- DESCRIPTION OF THE TASK
Lay out every line of the rows below as a Markdown table with the columns No. and Line, one line per table row, skipping blank lines. Leave the pictures out of the answer.

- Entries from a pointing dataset
--- Start ---

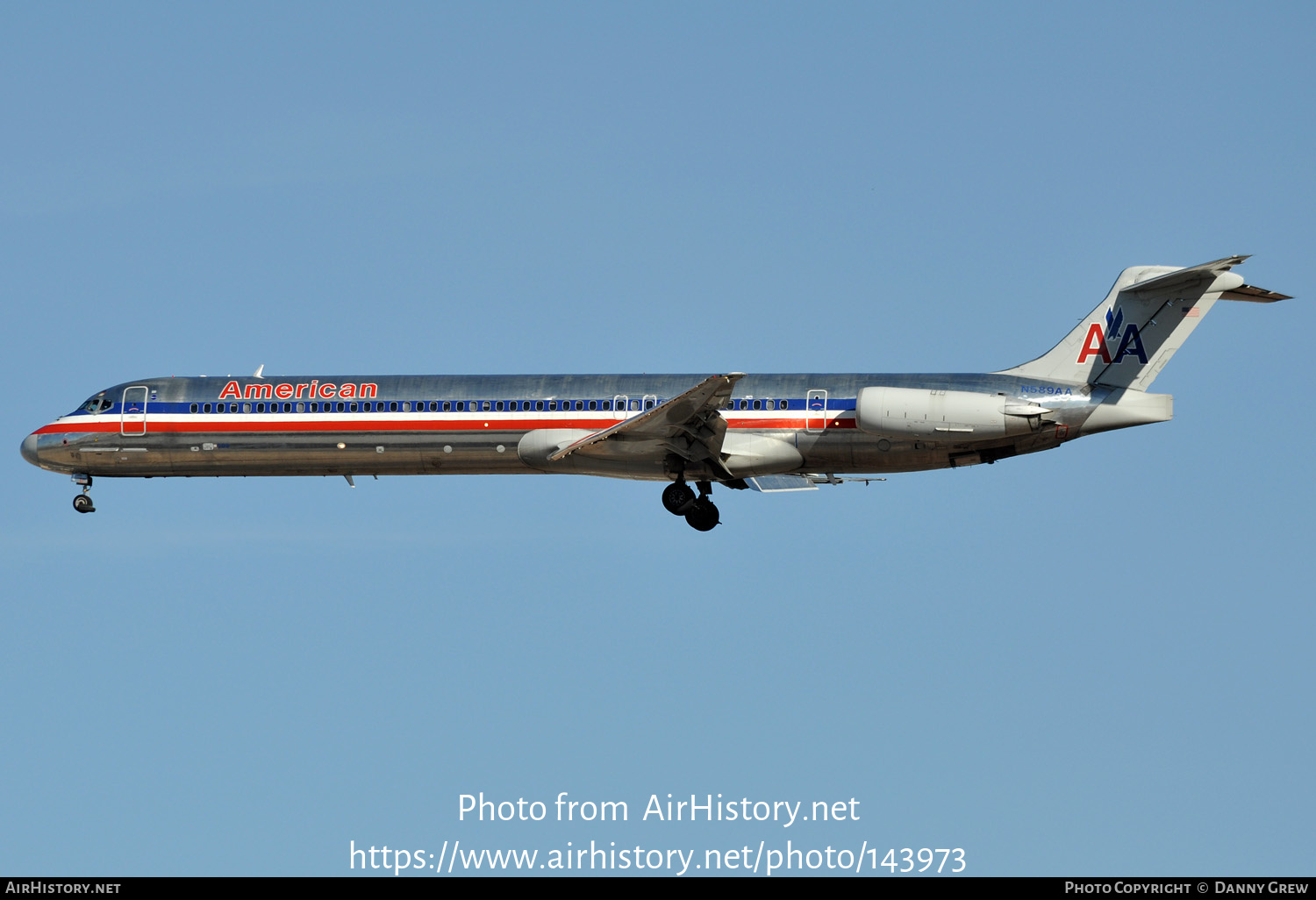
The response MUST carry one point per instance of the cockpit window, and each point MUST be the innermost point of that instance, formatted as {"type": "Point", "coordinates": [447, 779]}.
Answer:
{"type": "Point", "coordinates": [97, 404]}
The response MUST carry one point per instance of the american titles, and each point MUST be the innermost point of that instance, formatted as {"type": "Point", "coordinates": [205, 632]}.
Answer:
{"type": "Point", "coordinates": [289, 391]}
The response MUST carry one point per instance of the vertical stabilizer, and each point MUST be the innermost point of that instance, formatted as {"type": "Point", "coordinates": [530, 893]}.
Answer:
{"type": "Point", "coordinates": [1134, 331]}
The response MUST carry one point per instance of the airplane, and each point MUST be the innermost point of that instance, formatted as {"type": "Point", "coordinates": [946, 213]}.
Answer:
{"type": "Point", "coordinates": [768, 433]}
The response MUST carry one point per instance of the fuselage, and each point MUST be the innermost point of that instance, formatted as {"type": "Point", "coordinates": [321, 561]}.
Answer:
{"type": "Point", "coordinates": [503, 424]}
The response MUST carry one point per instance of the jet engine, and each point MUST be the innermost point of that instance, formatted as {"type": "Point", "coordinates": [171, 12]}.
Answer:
{"type": "Point", "coordinates": [944, 415]}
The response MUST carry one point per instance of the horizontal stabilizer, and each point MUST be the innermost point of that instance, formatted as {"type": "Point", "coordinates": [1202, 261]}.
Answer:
{"type": "Point", "coordinates": [1191, 275]}
{"type": "Point", "coordinates": [1253, 295]}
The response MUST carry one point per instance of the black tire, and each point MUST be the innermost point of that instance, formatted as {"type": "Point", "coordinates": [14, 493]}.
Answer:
{"type": "Point", "coordinates": [703, 516]}
{"type": "Point", "coordinates": [676, 497]}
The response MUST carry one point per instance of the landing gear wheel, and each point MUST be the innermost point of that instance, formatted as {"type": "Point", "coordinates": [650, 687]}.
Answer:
{"type": "Point", "coordinates": [702, 516]}
{"type": "Point", "coordinates": [676, 497]}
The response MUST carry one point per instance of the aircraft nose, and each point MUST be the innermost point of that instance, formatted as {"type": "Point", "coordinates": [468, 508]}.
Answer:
{"type": "Point", "coordinates": [29, 449]}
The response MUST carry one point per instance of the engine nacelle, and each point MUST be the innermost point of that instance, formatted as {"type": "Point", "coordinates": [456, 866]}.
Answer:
{"type": "Point", "coordinates": [942, 415]}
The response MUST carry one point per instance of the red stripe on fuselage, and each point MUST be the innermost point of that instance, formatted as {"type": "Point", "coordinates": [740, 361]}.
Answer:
{"type": "Point", "coordinates": [241, 424]}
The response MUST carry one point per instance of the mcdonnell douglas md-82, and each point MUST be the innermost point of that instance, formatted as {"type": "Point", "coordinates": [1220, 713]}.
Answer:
{"type": "Point", "coordinates": [761, 432]}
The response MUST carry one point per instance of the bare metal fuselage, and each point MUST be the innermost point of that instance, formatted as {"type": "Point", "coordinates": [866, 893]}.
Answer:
{"type": "Point", "coordinates": [478, 425]}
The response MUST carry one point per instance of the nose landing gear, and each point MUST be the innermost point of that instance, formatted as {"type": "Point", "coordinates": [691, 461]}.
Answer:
{"type": "Point", "coordinates": [699, 511]}
{"type": "Point", "coordinates": [82, 502]}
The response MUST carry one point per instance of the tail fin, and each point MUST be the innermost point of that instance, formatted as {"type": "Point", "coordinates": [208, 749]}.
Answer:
{"type": "Point", "coordinates": [1148, 315]}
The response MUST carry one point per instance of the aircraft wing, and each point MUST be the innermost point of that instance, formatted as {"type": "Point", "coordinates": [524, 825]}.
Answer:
{"type": "Point", "coordinates": [687, 425]}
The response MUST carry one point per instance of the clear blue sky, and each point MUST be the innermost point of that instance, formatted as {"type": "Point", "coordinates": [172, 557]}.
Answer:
{"type": "Point", "coordinates": [1090, 661]}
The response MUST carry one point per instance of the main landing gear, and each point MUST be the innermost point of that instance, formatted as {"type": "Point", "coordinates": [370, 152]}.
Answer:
{"type": "Point", "coordinates": [82, 502]}
{"type": "Point", "coordinates": [699, 511]}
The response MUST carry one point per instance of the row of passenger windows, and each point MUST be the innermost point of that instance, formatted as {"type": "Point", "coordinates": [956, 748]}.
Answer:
{"type": "Point", "coordinates": [460, 405]}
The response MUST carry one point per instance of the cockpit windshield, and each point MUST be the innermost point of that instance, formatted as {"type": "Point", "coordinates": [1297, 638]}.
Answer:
{"type": "Point", "coordinates": [97, 404]}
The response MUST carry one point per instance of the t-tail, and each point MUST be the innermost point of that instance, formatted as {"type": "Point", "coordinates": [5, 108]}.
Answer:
{"type": "Point", "coordinates": [1126, 342]}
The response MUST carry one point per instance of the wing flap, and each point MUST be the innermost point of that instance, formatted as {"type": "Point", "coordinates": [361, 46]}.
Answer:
{"type": "Point", "coordinates": [687, 415]}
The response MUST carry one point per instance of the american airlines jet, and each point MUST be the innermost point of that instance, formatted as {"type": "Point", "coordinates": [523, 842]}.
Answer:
{"type": "Point", "coordinates": [761, 432]}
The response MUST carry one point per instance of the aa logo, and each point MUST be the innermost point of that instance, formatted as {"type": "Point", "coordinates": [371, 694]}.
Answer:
{"type": "Point", "coordinates": [1098, 342]}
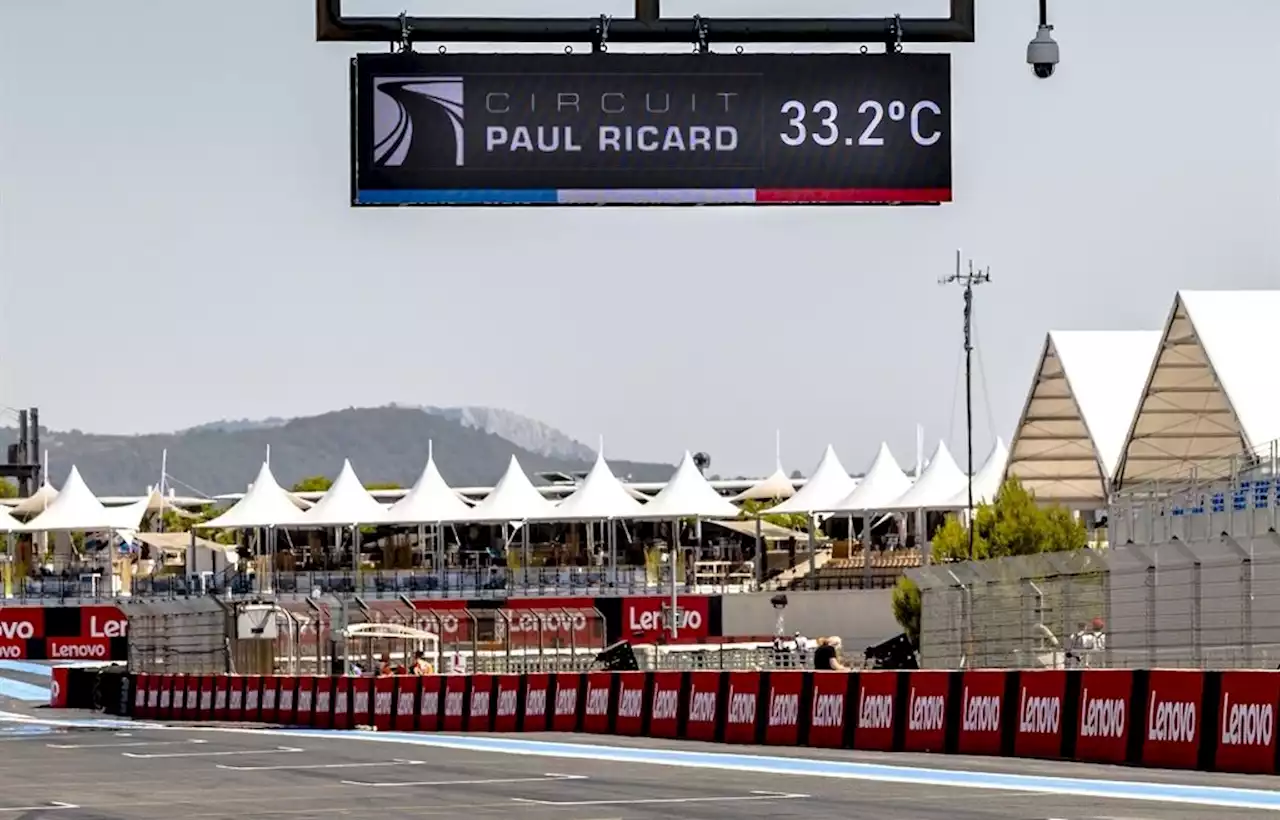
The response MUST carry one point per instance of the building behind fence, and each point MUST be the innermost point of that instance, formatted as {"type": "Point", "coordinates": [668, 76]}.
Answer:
{"type": "Point", "coordinates": [1192, 580]}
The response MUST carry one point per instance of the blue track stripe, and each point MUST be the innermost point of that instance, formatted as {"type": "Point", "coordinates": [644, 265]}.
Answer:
{"type": "Point", "coordinates": [21, 691]}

--- End ---

- ANSWER TO THIS PROBLEM
| No. | Line |
|---|---|
| 1 | The response MUST carry one point per instance of the cockpit window, and each point MUST be the innermost point of that instance, formatted as {"type": "Point", "coordinates": [447, 779]}. |
| 2 | Answer: |
| 3 | {"type": "Point", "coordinates": [97, 404]} |
| 4 | The response MUST carry one point per instance of the american titles, and each point MUST be the innermost point of that instance, formatted as {"type": "Point", "coordinates": [205, 632]}. |
| 5 | Answer: |
| 6 | {"type": "Point", "coordinates": [289, 391]} |
| 7 | The response MUST carry one point per instance of the vertical stabilizer, and each point MUST be the innermost point of that instance, formatted as {"type": "Point", "coordinates": [530, 893]}. |
| 8 | Answer: |
| 9 | {"type": "Point", "coordinates": [1134, 331]} |
| 10 | The response MUST carry one point per instance of the airplane, and each point MUST be the innermost point of that instance, formatted as {"type": "Point", "coordinates": [946, 213]}. |
| 11 | Answer: |
| 12 | {"type": "Point", "coordinates": [768, 433]} |
| 13 | The response MUST carry one point per instance of the fuselage, and each point MUST be the innermost point of that instance, formatted as {"type": "Point", "coordinates": [321, 561]}. |
| 14 | Answer: |
| 15 | {"type": "Point", "coordinates": [503, 424]} |
| 16 | The response MUST carry one point per instance of the jet engine, and each point MUST be the innermost point of that instance, formatted as {"type": "Point", "coordinates": [171, 12]}. |
| 17 | Answer: |
| 18 | {"type": "Point", "coordinates": [944, 415]} |
| 19 | The response MUST carry one point per instance of the horizontal stabilizer, and each point MUST be the innermost point of that instance, formatted as {"type": "Point", "coordinates": [1202, 261]}. |
| 20 | Answer: |
| 21 | {"type": "Point", "coordinates": [1191, 275]} |
| 22 | {"type": "Point", "coordinates": [1253, 295]} |
| 23 | The response MUST carry one point per instance of the black tire, and each point MUST be the innermost point of that instance, formatted as {"type": "Point", "coordinates": [14, 493]}. |
| 24 | Answer: |
| 25 | {"type": "Point", "coordinates": [703, 516]} |
| 26 | {"type": "Point", "coordinates": [676, 497]} |
| 27 | The response MUST carry one point per instance of the landing gear wheel, and each point MUST be the innermost point of that instance, formatted as {"type": "Point", "coordinates": [650, 687]}. |
| 28 | Answer: |
| 29 | {"type": "Point", "coordinates": [702, 516]} |
| 30 | {"type": "Point", "coordinates": [676, 497]} |
| 31 | The response MUST carry one point per instance of the aircraft nose, and each point MUST be the innermost point of that instance, formatted as {"type": "Point", "coordinates": [468, 508]}. |
| 32 | Answer: |
| 33 | {"type": "Point", "coordinates": [29, 449]} |
| 34 | The response MUST carry one point per instance of the engine nacelle, and each point MUST be the innermost point of that instance, formatted as {"type": "Point", "coordinates": [456, 866]}. |
| 35 | Answer: |
| 36 | {"type": "Point", "coordinates": [942, 415]} |
| 37 | The response MUST carry one point per instance of the red stripe on fuselage, and each point MUST be the innermost point of that instance, formatted as {"type": "Point", "coordinates": [740, 361]}. |
| 38 | Answer: |
| 39 | {"type": "Point", "coordinates": [241, 424]} |
| 40 | The response MUST carry one point per instance of the mcdonnell douglas md-82, and each point MUST be the innermost point of that instance, formatted as {"type": "Point", "coordinates": [1220, 713]}. |
| 41 | Answer: |
| 42 | {"type": "Point", "coordinates": [761, 432]} |
| 43 | The response MUST carry one point per instance of the bare metal fuselage, and each point MUST be the innermost point of that instance, formatted as {"type": "Point", "coordinates": [866, 893]}. |
| 44 | Answer: |
| 45 | {"type": "Point", "coordinates": [478, 425]} |
| 46 | The response MUST carry one point per instance of the nose landing gear, and each point MUST be the innermost point of that instance, formatted as {"type": "Point", "coordinates": [691, 461]}. |
| 47 | Answer: |
| 48 | {"type": "Point", "coordinates": [699, 511]} |
| 49 | {"type": "Point", "coordinates": [82, 502]} |
| 50 | The response MUST carry one point per instance of the tail fin, and each point MUST be the innermost point of that instance, formatted as {"type": "Point", "coordinates": [208, 749]}. |
| 51 | Answer: |
| 52 | {"type": "Point", "coordinates": [1148, 315]} |
| 53 | The response MUST carry one point per instance of the aircraft wing, and each point MUST be the innermost point of that instance, formatted as {"type": "Point", "coordinates": [524, 825]}. |
| 54 | Answer: |
| 55 | {"type": "Point", "coordinates": [687, 425]} |
| 56 | The response MUST carry one point per instance of the clear blue sky, and each point MUST be the innermost point of that instance, formatted as {"type": "Point", "coordinates": [172, 557]}. |
| 57 | Answer: |
| 58 | {"type": "Point", "coordinates": [1090, 661]} |
| 59 | The response MUST carry one point per instance of the main landing gear, and each point MUST be the innermost point of that instance, formatted as {"type": "Point", "coordinates": [370, 152]}. |
| 60 | Answer: |
| 61 | {"type": "Point", "coordinates": [82, 502]} |
| 62 | {"type": "Point", "coordinates": [699, 511]} |
| 63 | The response MUST carry one point per instance of the row of passenger windows, and each point MUST be the innermost point of that instance, formatted as {"type": "Point", "coordinates": [956, 748]}. |
| 64 | Answer: |
| 65 | {"type": "Point", "coordinates": [460, 405]} |
| 66 | The response MUST carry one point per instance of the cockpit windshield, and each point MUST be the innermost point of that instance, formatted as {"type": "Point", "coordinates": [1297, 638]}. |
| 67 | Answer: |
| 68 | {"type": "Point", "coordinates": [97, 404]} |
| 69 | The response MUST carry one point per instance of the t-tail, and each point MUST be the innermost point of that instance, formatted as {"type": "Point", "coordinates": [5, 108]}. |
| 70 | Answer: |
| 71 | {"type": "Point", "coordinates": [1126, 342]} |
| 72 | The response MUST carry one point per instance of the wing flap, and each point MUST be the innermost point of that instance, formatted as {"type": "Point", "coordinates": [361, 46]}. |
| 73 | Answer: |
| 74 | {"type": "Point", "coordinates": [687, 415]} |
| 75 | The response MUST carry one point per instance of the american airlines jet, and each point MUST be the innermost point of that instance, formatted as {"type": "Point", "coordinates": [523, 842]}. |
| 76 | Answer: |
| 77 | {"type": "Point", "coordinates": [761, 432]} |
| 78 | The response MUST carry one point per instance of the aa logo, and each point MUST be the innermost point of that instance, formatted as {"type": "Point", "coordinates": [371, 694]}. |
| 79 | Answer: |
| 80 | {"type": "Point", "coordinates": [1098, 342]} |
| 81 | The response MUST carry one point per instance of the building behind fence, and each point MUST be the innermost point of that instance, formatted as {"type": "Point", "coordinates": [668, 76]}. |
| 82 | Answer: |
| 83 | {"type": "Point", "coordinates": [1192, 580]} |
| 84 | The response MUST carry one point per instance of the blue track stripe, and each point MUST be the innermost point of that instance, formatted as {"type": "Point", "coordinates": [644, 265]}. |
| 85 | Answer: |
| 86 | {"type": "Point", "coordinates": [21, 691]} |